PASSAGE
• • •

A new, comprehensive energy policy is needed, one that has two goals:  1) the reduction/elimination of dependency on foreign sources of oil, especially sources other than North American, and; 2) avoidance of environmental calamity owing to Global Warming, a calamity the vast preponderance of climate scientists in the world are predicting. You’ve heard enough about this already and you’re either convinced this threat is real or you’re not. But I am convinced, and I am very much afraid for the future of mankind.  According to Dr. James Hansen, head of the NASAA Goddard Institute for Space Studies and the father of climate change research at that agency, we must reduce our atmospheric concen- tration of CO2 from its current 385 ppm (particles per million) to 350 ppm or less to avert disaster in our lifetimes. That means cutting way back on our consumption of fossil fuels, especially dirty coal and petroleum.

If we do not change our consumption habits, world demand for energy from all current sources will only increase as our populations grow and emerging economies become more affluent from free trade. Therefore, a comprehensive national policy will not be enough to address the second goal, that of avoiding a global warming catastrophe, which, in the long run, truly is the bigger problem. Accordingly, our new comprehensive energy policy must be coordinated with the rest of the world. This means returning to the negotiating table – revisiting the Kyoto Accords, which we could never satisfy now, or hammering out a more demanding protocol as part of a successor accord. For the U.S., this might mean committing to a 40% reduction in CO2 emissions by 2020 and an 80% reduction by 2050 as our “fair” share of the contri- bution. Can we afford to do this? Can we afford not to do this?

Pay me now or pay me later.

How do we get there? Well, I’m sorry folks – but policies aimed at bringing down the price of gasoline and other fuels so that we can continue on the same path we’ve been on since the end of WWII address neither goal of a “comprehensive” energy policy. They won’t make us any safer and they sure won’t make us any healthier. We must tighten our belts – we must evolve both socially and economically if we are going to survive.

Not indifference to Senator McCain’s thoughts on energy policy announced last week, here are my recommendation for the next administration to pursue with the American people through their representatives in Congress. First, convene a bipartisan panel for “long-term” energy policy that includes energy, environmental and economic experts who are not representatives of energy industries’ profit interests. Energy policy this time around should be motivated by the moral equivalency of survival rather than profit. Second, leave nothing off the table for consideration… nothing, not new nuclear power plants, not carbon cap ‘n trade regulations, not conservation or moratoriums on new coal-fired electric plants, not the drilling in ANWR and new coastal areas, and not even nationalization of energy production or considerations of eminent domain. Too much is at stake here: national survival — nay, even the survival of our civilization.

• • •

MATERIAL
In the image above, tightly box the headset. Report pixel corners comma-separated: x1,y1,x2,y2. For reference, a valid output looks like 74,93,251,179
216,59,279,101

• • •

WHAT YOU WILL DO
a) From the energy policy passage, copy word for word the part that opens with the words containing "If we do not" and closes with "not to do this?".
b) In the energy policy passage, to what atmospheric CO2 concentration does Dr. James Hansen say we must reduce levels to avert disaster?
The material comes from a separate source unrelated to the energy policy passage.

SOLUTION SET
a)
If we do not change our consumption habits, world demand for energy from all current sources will only increase as our populations grow and emerging economies become more affluent from free trade. Therefore, a comprehensive national policy will not be enough to address the second goal, that of avoiding a global warming catastrophe, which, in the long run, truly is the bigger problem. Accordingly, our new comprehensive energy policy must be coordinated with the rest of the world. This means returning to the negotiating table – revisiting the Kyoto Accords, which we could never satisfy now, or hammering out a more demanding protocol as part of a successor accord. For the U.S., this might mean committing to a 40% reduction in CO2 emissions by 2020 and an 80% reduction by 2050 as our “fair” share of the contri- bution. Can we afford to do this? Can we afford not to do this?

b) 350 ppm or less.